## DIRECTIVE
Rewrite each of the rows below, swapping every "Input query" for "Search phrase" and leaving all else unchanged.

## DATA EXTRACT
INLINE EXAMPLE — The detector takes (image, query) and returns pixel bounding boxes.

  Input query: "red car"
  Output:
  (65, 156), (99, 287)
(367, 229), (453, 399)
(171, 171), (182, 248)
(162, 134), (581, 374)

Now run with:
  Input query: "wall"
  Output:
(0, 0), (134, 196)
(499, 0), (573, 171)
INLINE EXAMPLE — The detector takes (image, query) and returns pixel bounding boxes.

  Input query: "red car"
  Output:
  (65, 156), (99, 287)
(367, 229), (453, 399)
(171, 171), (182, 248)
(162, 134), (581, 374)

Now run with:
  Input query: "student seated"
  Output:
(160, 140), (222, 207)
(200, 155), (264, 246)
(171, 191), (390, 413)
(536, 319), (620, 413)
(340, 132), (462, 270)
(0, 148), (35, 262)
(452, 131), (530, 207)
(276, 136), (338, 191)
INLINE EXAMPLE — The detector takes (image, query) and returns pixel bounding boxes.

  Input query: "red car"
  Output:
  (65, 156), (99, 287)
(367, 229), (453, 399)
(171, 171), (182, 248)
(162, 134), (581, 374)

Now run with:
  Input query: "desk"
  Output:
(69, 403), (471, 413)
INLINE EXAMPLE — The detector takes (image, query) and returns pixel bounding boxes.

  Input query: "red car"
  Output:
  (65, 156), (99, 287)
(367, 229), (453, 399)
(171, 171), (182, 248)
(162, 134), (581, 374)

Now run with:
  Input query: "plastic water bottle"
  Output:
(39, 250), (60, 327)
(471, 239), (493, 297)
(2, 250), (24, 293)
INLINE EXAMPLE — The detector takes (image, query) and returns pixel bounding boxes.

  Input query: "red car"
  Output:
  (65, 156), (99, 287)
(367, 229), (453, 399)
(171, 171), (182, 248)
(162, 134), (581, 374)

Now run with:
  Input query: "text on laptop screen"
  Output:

## OUTPUT OF THE EXERCISE
INLINE EXAMPLE — The detector takes (image, query) and returns pixel bounding boxes.

  Search phrase: "red car"
  Output:
  (65, 156), (99, 287)
(367, 229), (453, 399)
(171, 171), (182, 248)
(162, 134), (581, 374)

Now run with:
  Search phrase: "wall"
  Output:
(0, 0), (134, 196)
(499, 0), (573, 171)
INLINE EXAMPLE — The detector takes (image, query) and returns pixel bounding boxes.

  Search phrase: "red car"
  Output:
  (65, 156), (99, 287)
(367, 229), (453, 399)
(171, 171), (182, 248)
(162, 134), (581, 374)

Now run with:
  Search phrase: "student seated"
  Output:
(160, 140), (222, 207)
(200, 155), (264, 246)
(171, 191), (390, 413)
(536, 319), (620, 413)
(340, 132), (462, 270)
(0, 148), (35, 262)
(452, 131), (530, 207)
(276, 136), (338, 191)
INLINE EXAMPLE — The detector takes (image, query) and returns pixel bounding boxes.

  Search phrase: "red car"
  Output:
  (65, 156), (99, 287)
(367, 229), (453, 399)
(171, 171), (182, 248)
(162, 134), (581, 374)

Now run with:
  Search phrase: "desk"
  Output:
(69, 403), (471, 413)
INLINE EXAMPLE — The detector takes (image, query) and returns pixel bounding boxes.

  Search phrase: "red car"
  Output:
  (65, 156), (99, 287)
(367, 229), (453, 399)
(171, 171), (182, 248)
(162, 134), (581, 374)

Now run with:
  Search phrase: "plastic water bottle"
  Output:
(39, 250), (60, 327)
(471, 239), (493, 297)
(2, 250), (24, 293)
INLINE EXAMPLE — The detector takes (image, query) and returns pixel bounding boxes.

  Search phrase: "red car"
  Output:
  (65, 156), (99, 287)
(367, 229), (453, 399)
(171, 171), (182, 248)
(162, 134), (581, 374)

Now run with:
  Search phrase: "text on laptop screen"
  Output:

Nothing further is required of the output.